Tasks for this exercise
(A) List every person the court report names, giving each one's alias or role as the report states it.
(B) In the rows, take the lines from the one containing "For this evaluation, locate the bengal" through the end of the rows, inclusive, and rewrite them with "bengal cat" replaced by "leopard cat", leaving everything else unchanged.
=== Excerpted passage ===
| 13.2°C Dublin

in custody Children’s author from Co Wexford appears in UK court charged with child sex offences

Patrick Dorian Cowland, also known as Patrick Joseph Cormack (72) was wanted in the UK for alleged historic sexual assaults on two boys in Cheltenham

Close

Patrick Dorian Cowland, also known as Patrick Joseph Cormack in 2018

Patrick Dorian Cowland, also known as Patrick Joseph Cormack in 2018

Patrick Dorian Cowland, also known as Patrick Joseph Cormack in 2018

A successful children’s author who appeared before Wexford District Court three years ago for allegedly breaching a sex offenders order has been remanded in custody in the UK. 

Patrick Dorian Cowland, also known as Patrick Joseph Cormack, 72, was wanted in the UK for alleged historic sexual assaults on two boys in Cheltenham, Gloucester.

Cowland appeared before Gloucester Crown Court on Thursday ten months after an international warrant was issued for his arrest.

He was remanded to HMP Hewell in Redditch, Worcester

Cowland, whose last known address was Ballagh, Enniscorthy, County Wexford, Ireland, is a published author of children’s books and other literary works and has also worked as an accountant.

The court was told at an earlier hearing that he had working as a photographer when he met and befriended one of his two alleged victims in Oxford in the 1970s.

The eight charges against Cowland allege indecent assault and gross indecency offences against two boys - one between 1973 and 1975 in Cheltenham and the other between 1979 and 1982 and other locations in England and Wales.

At his hearing this week Cowland told the judge, Recorder Neil Millard, that when he was arrested he had no relevant documentation with him and no money.

He stated that his previous lawyer in Gloucestershire was unable to undertake legal aid work and therefore he was now legally unrepresented as he could not pay privately.

Recorder Millard told Cowland: “You need to be legally represented because of the charges you face. I understand that your lawyer, who you previous paid for from your own funds, is unable to take on legal aid work.

“I’ll adjourn the case for seven days for you to find legal representation. I understand that the prosecutor today, Mr David Maunder, has offered to contact a local lawyer on your behalf.”

Sunday World Newsletter

Sign up for the latest news and updates

This field is required This field is required

The judge remanded Cowland in custody until the next hearing on April 7, 2022.
=== Records supplied ===
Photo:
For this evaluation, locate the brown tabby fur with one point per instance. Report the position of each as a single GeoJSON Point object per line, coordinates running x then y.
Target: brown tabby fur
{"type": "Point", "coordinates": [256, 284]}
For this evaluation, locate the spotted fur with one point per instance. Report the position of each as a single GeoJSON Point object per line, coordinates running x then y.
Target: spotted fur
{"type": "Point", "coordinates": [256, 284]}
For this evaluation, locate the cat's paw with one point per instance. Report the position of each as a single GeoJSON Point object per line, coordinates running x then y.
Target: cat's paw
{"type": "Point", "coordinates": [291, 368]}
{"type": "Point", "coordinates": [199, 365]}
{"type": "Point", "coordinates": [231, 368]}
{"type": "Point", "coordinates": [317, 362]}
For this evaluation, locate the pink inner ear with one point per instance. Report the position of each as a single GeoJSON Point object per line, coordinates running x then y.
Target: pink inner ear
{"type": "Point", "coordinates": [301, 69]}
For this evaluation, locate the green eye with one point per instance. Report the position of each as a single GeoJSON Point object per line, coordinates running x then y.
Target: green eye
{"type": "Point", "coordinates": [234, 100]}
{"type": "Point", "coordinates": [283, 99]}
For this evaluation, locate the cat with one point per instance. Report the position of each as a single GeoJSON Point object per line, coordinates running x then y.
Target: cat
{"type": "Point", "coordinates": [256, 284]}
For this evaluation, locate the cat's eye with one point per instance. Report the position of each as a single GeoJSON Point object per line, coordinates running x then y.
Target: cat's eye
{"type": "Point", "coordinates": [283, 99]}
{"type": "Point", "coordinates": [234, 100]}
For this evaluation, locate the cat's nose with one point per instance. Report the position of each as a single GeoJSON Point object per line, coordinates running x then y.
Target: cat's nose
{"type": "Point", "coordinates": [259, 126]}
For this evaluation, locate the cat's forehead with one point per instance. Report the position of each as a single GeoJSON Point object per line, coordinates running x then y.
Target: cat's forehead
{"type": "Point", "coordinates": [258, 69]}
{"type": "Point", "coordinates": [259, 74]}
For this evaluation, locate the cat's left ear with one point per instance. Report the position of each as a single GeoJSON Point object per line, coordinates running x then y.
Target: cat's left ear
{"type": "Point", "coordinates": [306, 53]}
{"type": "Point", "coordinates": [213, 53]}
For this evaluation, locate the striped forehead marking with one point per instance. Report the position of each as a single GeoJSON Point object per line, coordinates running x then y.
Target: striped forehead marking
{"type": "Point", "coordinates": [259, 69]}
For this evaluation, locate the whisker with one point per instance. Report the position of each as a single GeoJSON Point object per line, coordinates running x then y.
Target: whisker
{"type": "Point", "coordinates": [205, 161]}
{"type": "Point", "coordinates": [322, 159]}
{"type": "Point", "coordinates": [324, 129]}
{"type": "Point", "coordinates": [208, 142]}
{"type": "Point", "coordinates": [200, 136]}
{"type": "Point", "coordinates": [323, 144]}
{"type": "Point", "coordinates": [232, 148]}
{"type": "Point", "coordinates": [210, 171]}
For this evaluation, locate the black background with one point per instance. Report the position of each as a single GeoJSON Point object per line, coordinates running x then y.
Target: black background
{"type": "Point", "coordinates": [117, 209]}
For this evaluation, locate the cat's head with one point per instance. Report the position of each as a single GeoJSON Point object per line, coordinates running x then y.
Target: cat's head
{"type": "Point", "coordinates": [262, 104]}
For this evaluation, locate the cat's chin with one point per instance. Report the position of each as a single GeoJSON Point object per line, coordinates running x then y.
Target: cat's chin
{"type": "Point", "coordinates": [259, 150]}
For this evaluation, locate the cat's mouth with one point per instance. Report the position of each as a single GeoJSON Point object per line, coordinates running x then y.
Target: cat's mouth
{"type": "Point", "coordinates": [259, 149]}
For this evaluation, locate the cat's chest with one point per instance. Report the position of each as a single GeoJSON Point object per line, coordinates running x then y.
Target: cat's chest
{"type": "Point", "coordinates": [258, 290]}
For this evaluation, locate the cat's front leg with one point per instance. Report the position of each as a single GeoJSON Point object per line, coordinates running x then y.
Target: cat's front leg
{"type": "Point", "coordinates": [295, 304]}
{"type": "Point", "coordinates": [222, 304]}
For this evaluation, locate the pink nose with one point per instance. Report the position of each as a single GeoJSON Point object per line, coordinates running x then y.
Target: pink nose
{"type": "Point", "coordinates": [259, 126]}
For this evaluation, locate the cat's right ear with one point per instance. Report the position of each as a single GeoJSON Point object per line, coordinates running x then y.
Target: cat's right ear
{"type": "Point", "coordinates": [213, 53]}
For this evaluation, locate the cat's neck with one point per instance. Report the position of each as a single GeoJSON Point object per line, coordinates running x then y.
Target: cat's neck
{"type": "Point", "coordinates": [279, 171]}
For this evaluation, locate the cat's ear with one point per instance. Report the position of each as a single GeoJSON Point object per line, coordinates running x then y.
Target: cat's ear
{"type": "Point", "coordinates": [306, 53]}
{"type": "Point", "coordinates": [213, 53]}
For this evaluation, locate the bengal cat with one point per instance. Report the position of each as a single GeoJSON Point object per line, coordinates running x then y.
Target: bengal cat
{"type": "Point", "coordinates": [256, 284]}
===
Completed exercise
(A)
Patrick Dorian Cowland, also known as Patrick Joseph Cormack (the accused)
Neil Millard (Recorder, the judge)
David Maunder (the prosecutor)

(B)
For this evaluation, locate the leopard cat with one point per instance. Report the position of each as a single GeoJSON Point object per line, coordinates running x then y.
Target: leopard cat
{"type": "Point", "coordinates": [256, 284]}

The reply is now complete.